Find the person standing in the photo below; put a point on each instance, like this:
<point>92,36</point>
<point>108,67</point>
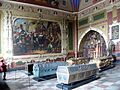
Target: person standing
<point>4,67</point>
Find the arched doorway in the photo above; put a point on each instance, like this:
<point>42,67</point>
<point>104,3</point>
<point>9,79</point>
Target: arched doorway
<point>92,45</point>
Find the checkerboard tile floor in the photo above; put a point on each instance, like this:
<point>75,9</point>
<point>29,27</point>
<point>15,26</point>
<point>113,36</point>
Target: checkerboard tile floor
<point>19,80</point>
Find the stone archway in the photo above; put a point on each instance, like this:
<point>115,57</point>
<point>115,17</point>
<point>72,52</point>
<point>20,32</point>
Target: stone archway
<point>93,44</point>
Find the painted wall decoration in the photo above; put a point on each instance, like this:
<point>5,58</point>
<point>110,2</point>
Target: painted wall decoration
<point>49,3</point>
<point>31,36</point>
<point>115,32</point>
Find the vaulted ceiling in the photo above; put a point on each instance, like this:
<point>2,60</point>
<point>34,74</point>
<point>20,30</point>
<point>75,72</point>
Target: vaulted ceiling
<point>67,5</point>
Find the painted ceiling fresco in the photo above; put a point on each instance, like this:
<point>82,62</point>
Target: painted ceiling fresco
<point>68,5</point>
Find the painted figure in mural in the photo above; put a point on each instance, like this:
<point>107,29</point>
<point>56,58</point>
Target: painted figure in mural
<point>111,47</point>
<point>4,69</point>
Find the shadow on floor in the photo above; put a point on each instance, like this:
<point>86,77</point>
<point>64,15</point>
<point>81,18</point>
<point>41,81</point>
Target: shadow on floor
<point>4,86</point>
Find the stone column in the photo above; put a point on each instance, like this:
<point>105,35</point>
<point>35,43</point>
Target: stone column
<point>76,35</point>
<point>7,35</point>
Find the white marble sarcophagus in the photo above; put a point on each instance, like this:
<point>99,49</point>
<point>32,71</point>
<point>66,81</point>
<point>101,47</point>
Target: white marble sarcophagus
<point>69,74</point>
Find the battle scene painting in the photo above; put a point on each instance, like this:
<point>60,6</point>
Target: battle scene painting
<point>32,36</point>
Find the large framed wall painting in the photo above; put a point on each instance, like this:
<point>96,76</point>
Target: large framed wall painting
<point>31,36</point>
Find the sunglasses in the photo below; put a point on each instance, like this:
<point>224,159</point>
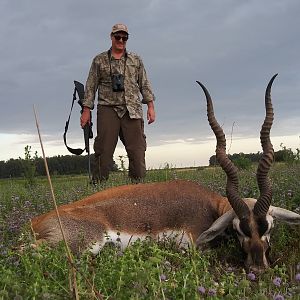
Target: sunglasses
<point>119,37</point>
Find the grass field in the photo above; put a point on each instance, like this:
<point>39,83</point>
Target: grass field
<point>145,270</point>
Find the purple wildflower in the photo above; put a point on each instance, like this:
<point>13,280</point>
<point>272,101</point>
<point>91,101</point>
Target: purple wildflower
<point>212,292</point>
<point>201,290</point>
<point>277,281</point>
<point>251,276</point>
<point>163,277</point>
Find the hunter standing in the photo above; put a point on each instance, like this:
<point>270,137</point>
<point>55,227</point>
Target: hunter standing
<point>120,78</point>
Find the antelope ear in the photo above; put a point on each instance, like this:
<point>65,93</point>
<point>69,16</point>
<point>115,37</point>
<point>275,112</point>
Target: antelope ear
<point>216,228</point>
<point>284,215</point>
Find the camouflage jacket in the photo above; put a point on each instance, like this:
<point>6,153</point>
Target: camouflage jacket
<point>135,83</point>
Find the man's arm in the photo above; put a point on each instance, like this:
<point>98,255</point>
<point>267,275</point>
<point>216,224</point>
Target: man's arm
<point>90,92</point>
<point>150,112</point>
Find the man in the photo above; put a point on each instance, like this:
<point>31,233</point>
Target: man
<point>120,78</point>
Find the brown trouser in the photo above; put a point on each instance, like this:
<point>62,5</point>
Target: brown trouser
<point>131,132</point>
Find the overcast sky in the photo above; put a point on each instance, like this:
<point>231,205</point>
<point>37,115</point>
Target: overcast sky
<point>234,47</point>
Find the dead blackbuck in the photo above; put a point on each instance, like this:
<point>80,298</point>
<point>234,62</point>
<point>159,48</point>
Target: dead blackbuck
<point>183,209</point>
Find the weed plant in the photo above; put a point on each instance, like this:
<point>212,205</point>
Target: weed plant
<point>148,269</point>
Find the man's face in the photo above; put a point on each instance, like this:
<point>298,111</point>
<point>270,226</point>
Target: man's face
<point>119,40</point>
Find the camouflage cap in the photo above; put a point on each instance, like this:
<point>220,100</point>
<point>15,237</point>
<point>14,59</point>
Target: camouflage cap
<point>119,27</point>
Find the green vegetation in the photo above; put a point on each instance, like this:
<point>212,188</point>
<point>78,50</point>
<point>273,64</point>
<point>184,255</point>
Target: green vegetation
<point>145,270</point>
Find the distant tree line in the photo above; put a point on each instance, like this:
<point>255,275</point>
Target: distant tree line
<point>33,166</point>
<point>243,160</point>
<point>58,165</point>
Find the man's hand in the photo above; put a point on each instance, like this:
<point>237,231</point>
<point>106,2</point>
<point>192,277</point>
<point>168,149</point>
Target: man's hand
<point>85,117</point>
<point>150,112</point>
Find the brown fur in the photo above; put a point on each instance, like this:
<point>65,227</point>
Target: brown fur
<point>150,208</point>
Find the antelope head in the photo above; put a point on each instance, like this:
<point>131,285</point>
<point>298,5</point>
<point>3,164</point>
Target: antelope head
<point>252,219</point>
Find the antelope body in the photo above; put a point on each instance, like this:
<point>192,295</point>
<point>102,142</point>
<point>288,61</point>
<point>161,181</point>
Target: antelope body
<point>183,209</point>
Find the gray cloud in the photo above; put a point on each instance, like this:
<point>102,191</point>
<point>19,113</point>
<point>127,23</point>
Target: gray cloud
<point>233,47</point>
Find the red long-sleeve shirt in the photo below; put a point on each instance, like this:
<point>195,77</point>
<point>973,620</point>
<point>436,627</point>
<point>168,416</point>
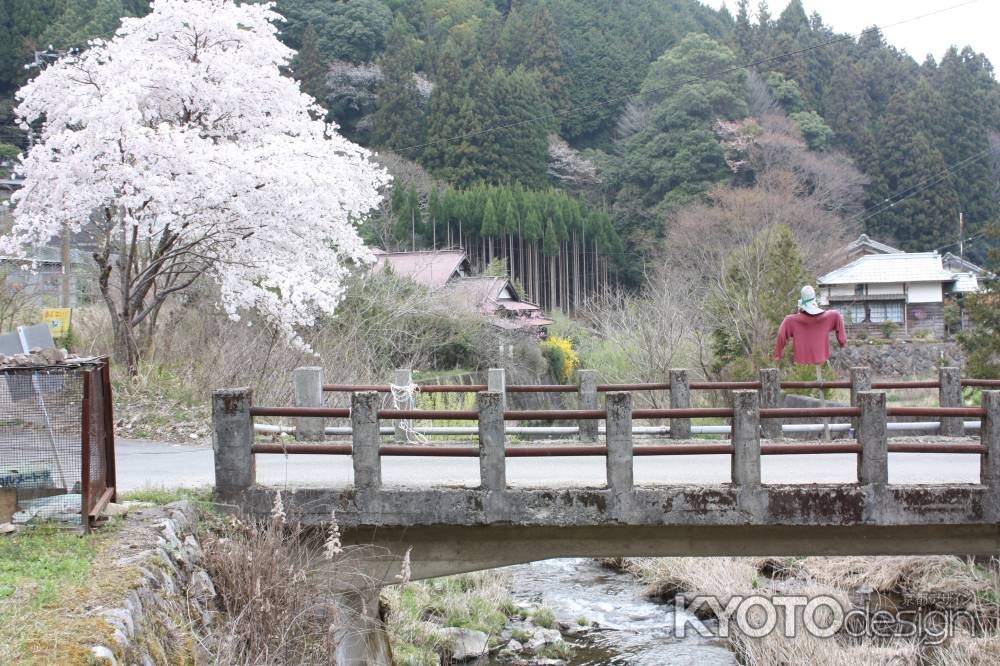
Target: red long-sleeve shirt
<point>811,335</point>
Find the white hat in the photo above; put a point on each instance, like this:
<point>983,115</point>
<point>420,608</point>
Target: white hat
<point>807,301</point>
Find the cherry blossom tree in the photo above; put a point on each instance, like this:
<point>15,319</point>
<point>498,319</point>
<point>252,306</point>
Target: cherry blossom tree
<point>185,153</point>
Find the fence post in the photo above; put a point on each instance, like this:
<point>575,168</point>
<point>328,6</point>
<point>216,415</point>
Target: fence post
<point>366,439</point>
<point>403,377</point>
<point>861,380</point>
<point>232,436</point>
<point>492,463</point>
<point>619,436</point>
<point>746,439</point>
<point>950,395</point>
<point>873,462</point>
<point>308,383</point>
<point>588,400</point>
<point>680,398</point>
<point>989,433</point>
<point>770,398</point>
<point>496,382</point>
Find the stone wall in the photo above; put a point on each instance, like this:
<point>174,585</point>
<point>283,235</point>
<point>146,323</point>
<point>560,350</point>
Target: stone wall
<point>168,618</point>
<point>899,358</point>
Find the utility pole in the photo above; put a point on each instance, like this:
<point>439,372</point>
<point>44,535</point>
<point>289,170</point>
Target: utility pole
<point>961,236</point>
<point>67,267</point>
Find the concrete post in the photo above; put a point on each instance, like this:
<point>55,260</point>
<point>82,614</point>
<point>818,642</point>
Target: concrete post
<point>746,439</point>
<point>770,398</point>
<point>496,382</point>
<point>989,433</point>
<point>950,395</point>
<point>366,440</point>
<point>873,463</point>
<point>588,400</point>
<point>308,384</point>
<point>861,380</point>
<point>680,398</point>
<point>619,436</point>
<point>403,377</point>
<point>492,464</point>
<point>232,436</point>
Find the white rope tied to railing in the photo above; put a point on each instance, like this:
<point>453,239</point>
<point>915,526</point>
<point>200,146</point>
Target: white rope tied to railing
<point>404,396</point>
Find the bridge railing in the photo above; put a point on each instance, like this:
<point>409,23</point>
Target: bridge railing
<point>310,389</point>
<point>235,448</point>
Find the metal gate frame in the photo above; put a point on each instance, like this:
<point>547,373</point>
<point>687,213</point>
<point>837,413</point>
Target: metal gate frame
<point>97,439</point>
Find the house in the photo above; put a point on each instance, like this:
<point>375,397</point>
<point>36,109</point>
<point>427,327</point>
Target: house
<point>39,278</point>
<point>882,284</point>
<point>496,297</point>
<point>433,269</point>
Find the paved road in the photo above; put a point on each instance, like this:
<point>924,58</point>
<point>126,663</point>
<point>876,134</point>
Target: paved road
<point>143,464</point>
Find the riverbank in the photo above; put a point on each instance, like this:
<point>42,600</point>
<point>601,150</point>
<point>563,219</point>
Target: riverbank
<point>950,604</point>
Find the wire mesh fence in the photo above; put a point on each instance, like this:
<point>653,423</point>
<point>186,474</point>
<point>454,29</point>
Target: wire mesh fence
<point>55,442</point>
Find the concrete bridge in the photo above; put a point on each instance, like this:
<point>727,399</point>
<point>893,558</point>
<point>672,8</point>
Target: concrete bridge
<point>449,530</point>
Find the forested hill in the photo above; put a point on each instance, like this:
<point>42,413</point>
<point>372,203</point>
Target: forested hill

= Task details =
Output the entries above again verbatim, starting at the line that contains "Find the overcast" and ending at the line that contains "<point>234,47</point>".

= The response =
Find the overcast sky in the photo above; put a point on each instance, like this:
<point>231,205</point>
<point>37,115</point>
Target: overcast sky
<point>234,47</point>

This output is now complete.